> MATERIAL SHOWN

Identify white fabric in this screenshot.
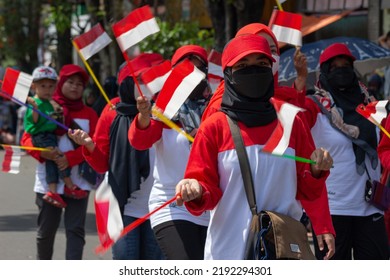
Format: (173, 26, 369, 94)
(148, 128, 210, 228)
(33, 118, 93, 194)
(205, 146, 303, 260)
(311, 114, 382, 216)
(123, 146, 156, 218)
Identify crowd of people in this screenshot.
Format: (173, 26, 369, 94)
(1, 22, 390, 260)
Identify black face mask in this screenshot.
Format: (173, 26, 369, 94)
(188, 79, 209, 100)
(327, 67, 356, 90)
(231, 65, 274, 100)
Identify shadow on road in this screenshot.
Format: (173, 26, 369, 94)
(0, 213, 99, 234)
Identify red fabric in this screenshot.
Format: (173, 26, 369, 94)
(117, 53, 164, 84)
(171, 45, 208, 67)
(319, 43, 356, 65)
(184, 111, 334, 235)
(128, 114, 164, 151)
(21, 105, 98, 167)
(222, 34, 275, 70)
(236, 23, 280, 55)
(53, 64, 89, 130)
(82, 97, 120, 173)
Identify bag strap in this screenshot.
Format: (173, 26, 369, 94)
(226, 115, 261, 260)
(226, 115, 257, 216)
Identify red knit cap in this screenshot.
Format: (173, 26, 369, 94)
(222, 34, 275, 70)
(236, 23, 280, 55)
(171, 45, 208, 67)
(319, 43, 356, 65)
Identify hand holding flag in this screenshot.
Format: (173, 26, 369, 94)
(356, 100, 390, 138)
(269, 9, 302, 47)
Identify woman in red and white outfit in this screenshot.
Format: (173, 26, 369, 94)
(128, 45, 211, 260)
(21, 64, 98, 259)
(175, 34, 335, 260)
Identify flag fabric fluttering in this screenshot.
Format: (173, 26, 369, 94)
(1, 145, 23, 174)
(141, 60, 172, 96)
(94, 178, 123, 250)
(356, 100, 388, 125)
(112, 5, 160, 53)
(207, 49, 223, 93)
(262, 98, 304, 155)
(270, 9, 302, 47)
(207, 49, 223, 80)
(1, 68, 33, 103)
(155, 59, 206, 119)
(73, 23, 112, 60)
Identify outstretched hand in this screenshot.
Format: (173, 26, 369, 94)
(67, 129, 95, 152)
(310, 147, 333, 178)
(175, 179, 203, 206)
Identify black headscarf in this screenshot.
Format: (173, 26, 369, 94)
(108, 76, 150, 209)
(221, 67, 276, 127)
(319, 59, 378, 174)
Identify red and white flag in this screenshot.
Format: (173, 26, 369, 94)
(1, 146, 22, 174)
(1, 68, 33, 103)
(356, 100, 388, 125)
(94, 178, 123, 250)
(207, 49, 223, 93)
(262, 98, 304, 154)
(141, 60, 172, 96)
(155, 60, 205, 119)
(73, 23, 112, 60)
(270, 10, 302, 47)
(112, 5, 160, 53)
(208, 49, 223, 80)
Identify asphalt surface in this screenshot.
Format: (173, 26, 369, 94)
(0, 150, 112, 260)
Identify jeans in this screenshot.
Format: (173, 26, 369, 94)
(32, 132, 71, 184)
(112, 215, 164, 260)
(35, 192, 89, 259)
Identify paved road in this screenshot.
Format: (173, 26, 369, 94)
(0, 151, 112, 260)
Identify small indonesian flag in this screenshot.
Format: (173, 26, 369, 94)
(155, 60, 205, 119)
(73, 23, 112, 60)
(270, 10, 302, 47)
(141, 60, 172, 95)
(1, 68, 33, 103)
(262, 98, 304, 154)
(1, 146, 22, 174)
(208, 49, 223, 80)
(112, 5, 160, 53)
(356, 100, 388, 125)
(94, 178, 123, 250)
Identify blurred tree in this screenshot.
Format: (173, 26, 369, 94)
(204, 0, 265, 52)
(1, 0, 42, 72)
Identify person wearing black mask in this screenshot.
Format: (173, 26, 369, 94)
(174, 34, 335, 260)
(303, 43, 389, 260)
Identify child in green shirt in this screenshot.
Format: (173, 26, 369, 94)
(24, 66, 74, 208)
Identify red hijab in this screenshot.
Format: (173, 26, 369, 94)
(52, 64, 89, 128)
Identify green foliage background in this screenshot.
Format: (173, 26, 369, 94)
(139, 18, 215, 59)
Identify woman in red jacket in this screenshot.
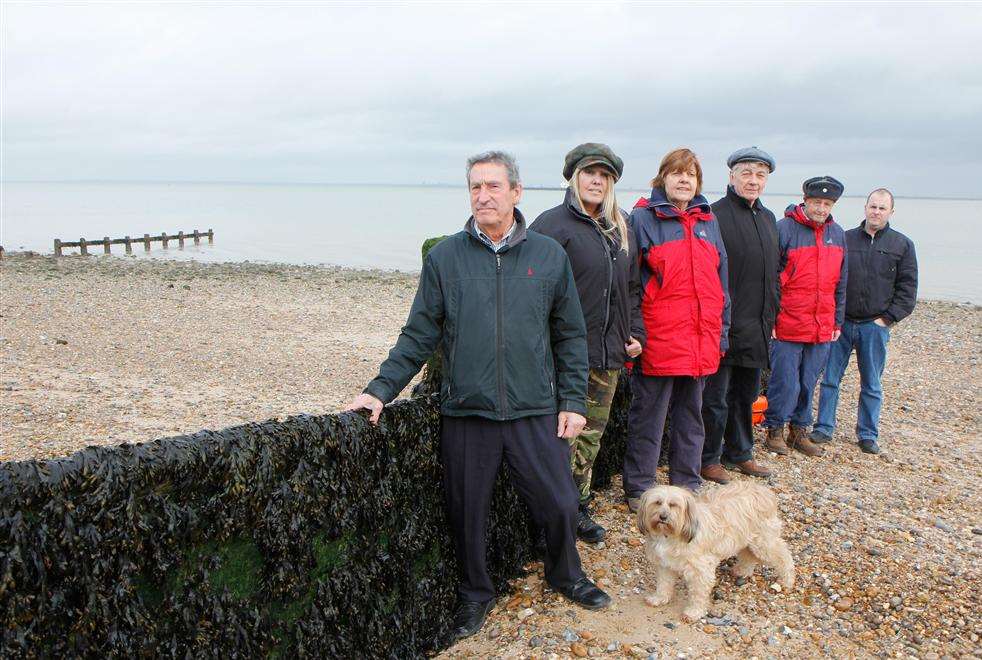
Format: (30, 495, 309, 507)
(622, 148, 730, 507)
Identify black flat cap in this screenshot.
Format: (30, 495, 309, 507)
(563, 143, 624, 182)
(802, 176, 844, 201)
(726, 146, 775, 173)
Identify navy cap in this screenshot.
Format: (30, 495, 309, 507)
(802, 176, 844, 201)
(726, 146, 775, 173)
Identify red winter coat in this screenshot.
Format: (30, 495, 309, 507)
(630, 190, 730, 377)
(775, 204, 848, 343)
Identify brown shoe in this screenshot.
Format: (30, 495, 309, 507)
(765, 426, 790, 456)
(725, 459, 773, 479)
(700, 463, 732, 484)
(787, 425, 825, 457)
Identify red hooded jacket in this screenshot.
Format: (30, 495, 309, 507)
(630, 190, 730, 377)
(775, 204, 848, 343)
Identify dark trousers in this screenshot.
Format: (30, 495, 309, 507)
(763, 340, 831, 429)
(623, 374, 706, 496)
(440, 414, 584, 603)
(701, 365, 762, 466)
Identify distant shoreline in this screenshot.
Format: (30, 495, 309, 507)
(5, 180, 981, 202)
(2, 251, 979, 307)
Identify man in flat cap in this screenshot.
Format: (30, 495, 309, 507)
(762, 176, 848, 458)
(812, 188, 918, 454)
(699, 147, 780, 483)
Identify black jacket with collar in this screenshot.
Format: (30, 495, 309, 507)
(530, 189, 645, 370)
(844, 222, 918, 324)
(711, 186, 780, 369)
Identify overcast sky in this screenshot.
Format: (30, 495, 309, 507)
(4, 2, 982, 197)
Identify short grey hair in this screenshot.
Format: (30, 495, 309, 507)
(466, 150, 521, 189)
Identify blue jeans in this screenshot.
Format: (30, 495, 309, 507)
(815, 320, 889, 442)
(763, 340, 831, 429)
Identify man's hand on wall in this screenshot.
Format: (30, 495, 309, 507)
(345, 393, 384, 425)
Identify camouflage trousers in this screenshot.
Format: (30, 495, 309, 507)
(570, 369, 620, 504)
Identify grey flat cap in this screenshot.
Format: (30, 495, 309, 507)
(803, 175, 844, 201)
(726, 146, 775, 173)
(563, 142, 624, 182)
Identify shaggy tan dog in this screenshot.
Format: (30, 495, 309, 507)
(636, 481, 795, 622)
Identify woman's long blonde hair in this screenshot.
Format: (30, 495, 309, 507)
(570, 165, 629, 255)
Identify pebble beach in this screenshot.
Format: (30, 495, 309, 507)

> TASK PROMPT
Print, exactly as written, the lines above from the first one to the one containing "Identify red fabric in this screenshot.". Leave out pictures.

> TASK RESPONSE
Identify white fabric in this screenshot.
Format: (173, 26, 369, 94)
(148, 128, 210, 228)
(33, 118, 93, 194)
(205, 146, 303, 260)
(311, 114, 382, 216)
(123, 146, 156, 218)
Identify crowd of people in this screenshot.
Format: (173, 26, 369, 94)
(1, 22, 390, 260)
Identify black face mask in this screenshot.
Format: (173, 26, 369, 94)
(188, 79, 209, 100)
(327, 67, 356, 90)
(231, 65, 274, 100)
Identify shadow on road in this screenshot.
Format: (173, 26, 369, 94)
(0, 213, 99, 234)
Identify red fabric in this screenshot.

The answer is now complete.